_Список задач_:
1. Что сейчас размещается в здании Военного трибунала, согласно отрывку о трибунале?
2. Продолжите отрывок о трибунале, начав сразу после его последнего предложения.

_Выбранный отрывок_:
Далее без всяких приключений дошли до Советской, где возле почтамта находилось солидное здание, на которое я раньше не обращала внимания. Оказалось, это здание Военного трибунала (сейчас в нем размещается консерватория). Сначала на 1-м этаже завели в обычную душную камеру (сейчас там ректорат), стены которой были густо исписаны весточками для близких: «получил 10», «прощай Мишка, я не раскололся» и т. п. Я внимательно перечитала все: а вдруг весточку и для себя найду… Пожалела, что не смогу оставить какого-нибудь известия о себе: не было ни карандаша, ни булавки, ни осколка стекла.

Судебный зал был огромный и гулкий, я чувствовала себя маленькой и беззащитной, когда на возвышении показались три военных безликих фигуры. Не вслушивалась в бормотание казенных фраз, а лихорадочно готовилась к своему слову: я знала, что мне его дадут. Эту речь я продумывала несколько ночей и верила в то, что сумею в чем-то убедить этих безликих. Но неожиданно все обернулось комедией: после первых моих фраз они откровенно смеялись надо мной. Я доказывала, что не имею вины перед высокой военной организацией. Я же выполнила задание — они хотели узнать содержание работы Арнольда, и я это обеспечила. А то, что я расконспирировалась, было вынужденной мерой. Если бы я следовала их методу, унося из рукописи отдельные листы, они бы получили самое сумбурное впечатление от работы и не смогли бы понять ее содержание. Самое же главное в том, что вся эта история доказывает полную невиновность Арнольда. Если бы он чувствовал за собой вину, то уничтожил бы свою работу или сбежал. Вторая половина моего выступления развивала мысль, что марксизм — не догма, а руководство к действию, как говорил Иосиф Виссарионович, и нужно радоваться тому, что есть такие люди, которые занимаются разработкой теории социализма.

Несколько строк:

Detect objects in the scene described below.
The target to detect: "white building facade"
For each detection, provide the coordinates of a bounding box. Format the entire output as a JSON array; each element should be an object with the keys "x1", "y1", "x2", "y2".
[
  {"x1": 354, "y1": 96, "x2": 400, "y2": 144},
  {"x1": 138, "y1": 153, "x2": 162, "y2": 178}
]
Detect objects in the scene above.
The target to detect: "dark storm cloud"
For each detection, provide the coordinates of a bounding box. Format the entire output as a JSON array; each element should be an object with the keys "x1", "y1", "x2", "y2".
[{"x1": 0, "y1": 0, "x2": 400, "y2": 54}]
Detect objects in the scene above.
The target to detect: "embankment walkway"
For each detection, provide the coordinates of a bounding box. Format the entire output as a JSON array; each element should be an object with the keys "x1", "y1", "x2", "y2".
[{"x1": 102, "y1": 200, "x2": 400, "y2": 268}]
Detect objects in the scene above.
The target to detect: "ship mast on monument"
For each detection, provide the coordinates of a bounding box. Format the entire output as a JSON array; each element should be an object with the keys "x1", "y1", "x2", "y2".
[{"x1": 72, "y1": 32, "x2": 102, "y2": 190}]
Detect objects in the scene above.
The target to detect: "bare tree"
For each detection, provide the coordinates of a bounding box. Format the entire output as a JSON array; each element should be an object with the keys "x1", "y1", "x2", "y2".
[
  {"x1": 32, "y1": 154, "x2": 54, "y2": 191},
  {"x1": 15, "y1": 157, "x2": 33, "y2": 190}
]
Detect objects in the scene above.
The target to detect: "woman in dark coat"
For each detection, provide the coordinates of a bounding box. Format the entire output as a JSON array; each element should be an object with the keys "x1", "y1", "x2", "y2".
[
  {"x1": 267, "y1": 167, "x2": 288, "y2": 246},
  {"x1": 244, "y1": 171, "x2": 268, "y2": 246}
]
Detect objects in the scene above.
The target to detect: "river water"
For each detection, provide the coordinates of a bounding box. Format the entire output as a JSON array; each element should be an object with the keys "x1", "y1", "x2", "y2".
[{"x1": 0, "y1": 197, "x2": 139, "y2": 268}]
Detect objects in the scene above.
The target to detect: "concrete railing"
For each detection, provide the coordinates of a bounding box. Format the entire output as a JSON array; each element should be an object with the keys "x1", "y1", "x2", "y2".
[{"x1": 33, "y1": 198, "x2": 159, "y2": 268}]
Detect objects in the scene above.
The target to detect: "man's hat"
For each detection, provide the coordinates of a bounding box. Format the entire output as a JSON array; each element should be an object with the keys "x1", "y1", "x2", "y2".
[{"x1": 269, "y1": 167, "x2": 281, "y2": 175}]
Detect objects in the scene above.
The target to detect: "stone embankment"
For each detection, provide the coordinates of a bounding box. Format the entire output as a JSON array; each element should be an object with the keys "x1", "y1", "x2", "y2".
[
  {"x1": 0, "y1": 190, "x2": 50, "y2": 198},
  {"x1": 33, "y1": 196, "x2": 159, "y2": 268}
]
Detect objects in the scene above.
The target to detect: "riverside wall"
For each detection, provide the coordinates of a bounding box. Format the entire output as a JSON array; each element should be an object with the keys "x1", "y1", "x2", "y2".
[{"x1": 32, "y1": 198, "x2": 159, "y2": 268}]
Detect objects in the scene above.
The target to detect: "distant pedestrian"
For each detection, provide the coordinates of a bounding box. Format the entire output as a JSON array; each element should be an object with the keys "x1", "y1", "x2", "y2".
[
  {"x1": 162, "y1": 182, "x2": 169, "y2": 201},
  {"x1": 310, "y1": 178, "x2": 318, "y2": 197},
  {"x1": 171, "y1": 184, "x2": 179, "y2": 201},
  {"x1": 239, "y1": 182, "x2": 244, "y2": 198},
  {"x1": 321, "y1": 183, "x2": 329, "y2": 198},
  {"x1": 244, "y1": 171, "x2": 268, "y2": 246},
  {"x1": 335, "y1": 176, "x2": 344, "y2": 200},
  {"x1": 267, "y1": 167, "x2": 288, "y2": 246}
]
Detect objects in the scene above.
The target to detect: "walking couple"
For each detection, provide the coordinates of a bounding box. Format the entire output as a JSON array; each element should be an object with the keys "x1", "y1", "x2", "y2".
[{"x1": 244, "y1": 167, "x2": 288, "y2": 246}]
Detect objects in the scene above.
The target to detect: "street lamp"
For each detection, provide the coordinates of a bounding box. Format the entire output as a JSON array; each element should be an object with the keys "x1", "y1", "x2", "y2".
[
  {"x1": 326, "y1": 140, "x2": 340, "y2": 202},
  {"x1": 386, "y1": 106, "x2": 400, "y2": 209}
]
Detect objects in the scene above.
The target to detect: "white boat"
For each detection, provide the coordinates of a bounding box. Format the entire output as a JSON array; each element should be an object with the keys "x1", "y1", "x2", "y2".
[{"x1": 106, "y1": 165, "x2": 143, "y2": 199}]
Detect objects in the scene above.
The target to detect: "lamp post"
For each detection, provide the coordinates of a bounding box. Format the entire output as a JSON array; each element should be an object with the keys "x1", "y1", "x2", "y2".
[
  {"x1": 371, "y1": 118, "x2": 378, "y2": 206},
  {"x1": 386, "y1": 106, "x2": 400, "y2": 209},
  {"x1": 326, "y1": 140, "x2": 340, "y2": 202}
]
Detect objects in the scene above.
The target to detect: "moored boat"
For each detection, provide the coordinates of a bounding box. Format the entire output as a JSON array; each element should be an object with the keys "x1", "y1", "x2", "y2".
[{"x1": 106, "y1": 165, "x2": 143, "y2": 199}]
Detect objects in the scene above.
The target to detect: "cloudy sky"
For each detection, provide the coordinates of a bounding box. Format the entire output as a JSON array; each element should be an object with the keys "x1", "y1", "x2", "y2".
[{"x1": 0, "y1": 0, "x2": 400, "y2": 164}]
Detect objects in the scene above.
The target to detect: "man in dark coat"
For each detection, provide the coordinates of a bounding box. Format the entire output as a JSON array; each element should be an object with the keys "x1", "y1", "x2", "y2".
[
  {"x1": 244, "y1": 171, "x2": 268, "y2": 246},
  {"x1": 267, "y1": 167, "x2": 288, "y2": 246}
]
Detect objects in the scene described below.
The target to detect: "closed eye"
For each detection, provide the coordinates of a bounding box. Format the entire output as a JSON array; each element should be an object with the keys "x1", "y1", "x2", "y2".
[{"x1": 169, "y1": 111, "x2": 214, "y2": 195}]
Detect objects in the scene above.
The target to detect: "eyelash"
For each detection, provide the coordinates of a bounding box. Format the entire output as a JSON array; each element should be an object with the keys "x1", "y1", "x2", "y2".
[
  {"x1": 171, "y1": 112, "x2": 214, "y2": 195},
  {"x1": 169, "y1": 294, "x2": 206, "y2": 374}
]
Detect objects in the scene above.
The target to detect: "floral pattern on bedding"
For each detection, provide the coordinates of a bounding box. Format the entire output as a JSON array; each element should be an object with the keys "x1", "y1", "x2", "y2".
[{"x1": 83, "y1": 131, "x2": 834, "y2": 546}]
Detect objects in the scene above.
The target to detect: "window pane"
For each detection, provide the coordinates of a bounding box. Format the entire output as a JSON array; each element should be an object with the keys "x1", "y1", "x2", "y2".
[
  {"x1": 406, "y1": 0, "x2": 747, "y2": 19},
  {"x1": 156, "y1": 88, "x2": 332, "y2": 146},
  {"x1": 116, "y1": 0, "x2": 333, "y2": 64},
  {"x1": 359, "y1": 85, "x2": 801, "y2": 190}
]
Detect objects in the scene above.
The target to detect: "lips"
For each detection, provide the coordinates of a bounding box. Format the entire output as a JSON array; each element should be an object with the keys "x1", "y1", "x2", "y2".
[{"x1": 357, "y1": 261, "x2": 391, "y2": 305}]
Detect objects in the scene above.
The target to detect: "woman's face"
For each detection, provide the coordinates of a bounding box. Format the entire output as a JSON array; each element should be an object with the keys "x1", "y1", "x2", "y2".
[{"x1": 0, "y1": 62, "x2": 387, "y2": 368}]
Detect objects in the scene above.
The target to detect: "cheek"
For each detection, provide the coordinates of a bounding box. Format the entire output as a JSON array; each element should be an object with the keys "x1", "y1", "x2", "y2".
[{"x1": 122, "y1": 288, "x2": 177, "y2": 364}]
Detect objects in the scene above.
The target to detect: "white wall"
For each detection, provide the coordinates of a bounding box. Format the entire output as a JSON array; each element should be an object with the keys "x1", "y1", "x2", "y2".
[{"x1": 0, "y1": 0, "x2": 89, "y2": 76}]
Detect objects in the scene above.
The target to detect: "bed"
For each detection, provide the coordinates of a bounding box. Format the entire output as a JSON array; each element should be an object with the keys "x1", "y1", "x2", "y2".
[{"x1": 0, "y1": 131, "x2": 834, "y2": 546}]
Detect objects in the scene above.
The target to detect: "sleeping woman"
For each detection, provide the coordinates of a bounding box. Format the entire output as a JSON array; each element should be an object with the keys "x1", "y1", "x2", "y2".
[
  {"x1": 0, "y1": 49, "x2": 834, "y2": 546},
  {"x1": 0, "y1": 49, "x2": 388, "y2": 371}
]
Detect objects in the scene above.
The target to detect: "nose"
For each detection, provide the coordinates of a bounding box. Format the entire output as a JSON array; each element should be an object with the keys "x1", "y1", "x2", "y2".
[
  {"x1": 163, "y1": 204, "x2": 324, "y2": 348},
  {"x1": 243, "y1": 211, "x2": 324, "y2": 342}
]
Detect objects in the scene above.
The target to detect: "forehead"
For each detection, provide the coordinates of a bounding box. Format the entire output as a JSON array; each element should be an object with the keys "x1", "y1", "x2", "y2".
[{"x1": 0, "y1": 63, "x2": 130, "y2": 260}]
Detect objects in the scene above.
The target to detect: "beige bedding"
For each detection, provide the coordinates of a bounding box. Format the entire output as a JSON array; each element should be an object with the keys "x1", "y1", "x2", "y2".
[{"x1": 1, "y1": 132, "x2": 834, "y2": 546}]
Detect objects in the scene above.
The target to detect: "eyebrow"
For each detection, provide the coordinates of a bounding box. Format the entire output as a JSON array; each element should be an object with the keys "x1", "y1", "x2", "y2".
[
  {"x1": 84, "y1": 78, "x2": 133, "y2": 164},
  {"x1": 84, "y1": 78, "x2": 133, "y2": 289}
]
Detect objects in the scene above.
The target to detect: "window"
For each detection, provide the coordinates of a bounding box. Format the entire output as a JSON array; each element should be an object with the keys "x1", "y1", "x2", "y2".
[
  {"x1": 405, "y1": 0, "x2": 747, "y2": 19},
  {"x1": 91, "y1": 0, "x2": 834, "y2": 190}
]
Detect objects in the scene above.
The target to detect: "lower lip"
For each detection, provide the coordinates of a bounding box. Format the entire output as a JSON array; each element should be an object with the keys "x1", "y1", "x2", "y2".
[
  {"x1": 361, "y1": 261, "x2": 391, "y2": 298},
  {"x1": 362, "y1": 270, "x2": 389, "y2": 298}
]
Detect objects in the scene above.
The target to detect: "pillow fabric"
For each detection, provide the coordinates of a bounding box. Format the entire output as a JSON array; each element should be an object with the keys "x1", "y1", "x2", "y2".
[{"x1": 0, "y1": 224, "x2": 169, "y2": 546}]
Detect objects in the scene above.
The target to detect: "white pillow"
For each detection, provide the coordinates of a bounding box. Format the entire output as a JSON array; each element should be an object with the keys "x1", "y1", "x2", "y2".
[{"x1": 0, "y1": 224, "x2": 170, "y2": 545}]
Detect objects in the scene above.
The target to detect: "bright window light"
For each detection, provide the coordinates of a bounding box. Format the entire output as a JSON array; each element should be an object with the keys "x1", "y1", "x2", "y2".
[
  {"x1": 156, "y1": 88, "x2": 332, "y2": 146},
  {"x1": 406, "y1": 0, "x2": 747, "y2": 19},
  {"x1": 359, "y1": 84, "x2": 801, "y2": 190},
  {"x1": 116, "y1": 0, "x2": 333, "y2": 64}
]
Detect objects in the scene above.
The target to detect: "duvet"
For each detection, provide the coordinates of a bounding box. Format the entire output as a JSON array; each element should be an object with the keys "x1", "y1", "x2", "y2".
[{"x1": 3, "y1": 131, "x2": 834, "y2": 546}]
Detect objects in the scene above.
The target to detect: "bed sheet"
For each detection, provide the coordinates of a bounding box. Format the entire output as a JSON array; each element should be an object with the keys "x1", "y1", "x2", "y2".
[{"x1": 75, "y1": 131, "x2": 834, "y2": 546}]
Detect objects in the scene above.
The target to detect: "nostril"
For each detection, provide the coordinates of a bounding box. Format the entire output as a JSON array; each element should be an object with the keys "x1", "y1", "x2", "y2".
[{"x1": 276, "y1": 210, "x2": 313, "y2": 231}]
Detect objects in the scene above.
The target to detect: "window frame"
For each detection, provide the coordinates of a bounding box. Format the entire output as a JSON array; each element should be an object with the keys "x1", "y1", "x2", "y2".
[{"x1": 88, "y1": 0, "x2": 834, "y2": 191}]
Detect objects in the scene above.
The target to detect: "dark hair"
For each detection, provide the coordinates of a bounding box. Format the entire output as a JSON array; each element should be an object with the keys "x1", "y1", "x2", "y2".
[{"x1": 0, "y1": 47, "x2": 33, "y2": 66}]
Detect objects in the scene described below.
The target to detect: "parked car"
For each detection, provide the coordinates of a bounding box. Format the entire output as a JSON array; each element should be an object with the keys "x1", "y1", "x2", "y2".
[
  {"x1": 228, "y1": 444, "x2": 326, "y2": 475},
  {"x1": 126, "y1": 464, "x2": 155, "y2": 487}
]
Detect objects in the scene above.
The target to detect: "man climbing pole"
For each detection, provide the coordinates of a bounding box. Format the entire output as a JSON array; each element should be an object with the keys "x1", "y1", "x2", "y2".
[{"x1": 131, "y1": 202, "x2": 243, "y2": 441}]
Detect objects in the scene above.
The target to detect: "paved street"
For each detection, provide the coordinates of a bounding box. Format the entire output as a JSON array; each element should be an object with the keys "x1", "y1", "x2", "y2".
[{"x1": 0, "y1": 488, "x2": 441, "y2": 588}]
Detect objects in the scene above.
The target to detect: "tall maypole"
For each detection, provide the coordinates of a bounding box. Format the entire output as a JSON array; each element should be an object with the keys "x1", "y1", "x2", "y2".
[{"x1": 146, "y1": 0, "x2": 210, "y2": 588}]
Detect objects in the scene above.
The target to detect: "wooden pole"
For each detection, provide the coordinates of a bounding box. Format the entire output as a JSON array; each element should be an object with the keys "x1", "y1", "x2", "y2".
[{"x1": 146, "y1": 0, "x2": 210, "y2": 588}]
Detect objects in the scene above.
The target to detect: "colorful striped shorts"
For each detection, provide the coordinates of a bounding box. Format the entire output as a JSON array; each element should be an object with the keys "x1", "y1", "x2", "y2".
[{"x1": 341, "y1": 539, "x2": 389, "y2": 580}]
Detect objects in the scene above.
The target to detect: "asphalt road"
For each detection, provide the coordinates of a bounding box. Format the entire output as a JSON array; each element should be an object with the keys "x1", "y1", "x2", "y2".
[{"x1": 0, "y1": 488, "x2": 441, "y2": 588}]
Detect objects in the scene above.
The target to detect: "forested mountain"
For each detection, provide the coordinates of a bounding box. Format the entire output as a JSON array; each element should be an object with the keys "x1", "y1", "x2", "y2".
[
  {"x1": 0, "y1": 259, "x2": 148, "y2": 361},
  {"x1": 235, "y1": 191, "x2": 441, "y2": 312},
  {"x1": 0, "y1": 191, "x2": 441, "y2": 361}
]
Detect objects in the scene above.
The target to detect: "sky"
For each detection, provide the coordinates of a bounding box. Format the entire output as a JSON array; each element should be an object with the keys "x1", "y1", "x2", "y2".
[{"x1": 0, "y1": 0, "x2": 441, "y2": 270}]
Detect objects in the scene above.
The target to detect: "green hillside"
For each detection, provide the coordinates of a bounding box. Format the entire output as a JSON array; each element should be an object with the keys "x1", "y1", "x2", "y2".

_Решённые задачи_:
1. Консерватория.

2.
Развеселила я всех чрезвычайно и, вероятно, именно поэтому мне дали срок всего 3 года. Этот срок удивил даже полковника Дребинского. «Ну и ну, — покачал он головой, — здорово тебе повезло».

А я, пользуясь его хорошим настроением, попросила разрешения написать письмо домой. И он разрешил! Я сидела в приемной за маленьким столиком и два часа, обливаясь слезами, описывала маме злоключения этого года, старательно обходя те моменты, о которых, я знала, писать нельзя. Уверяла, что мне очень повезло, так как мне дали такой маленький срок, что в лагерях, как говорят, не такие уж плохие условия, а, главное, можно будет переписываться.

Это письмо мама так и не получила. Только через полгода, уже в лагерь, пришла от нее первая весточка. Она потеряла меня, так как институт уже в январе вернулся в Ленинград, и никто о нас с Арнольдом ничего не знал.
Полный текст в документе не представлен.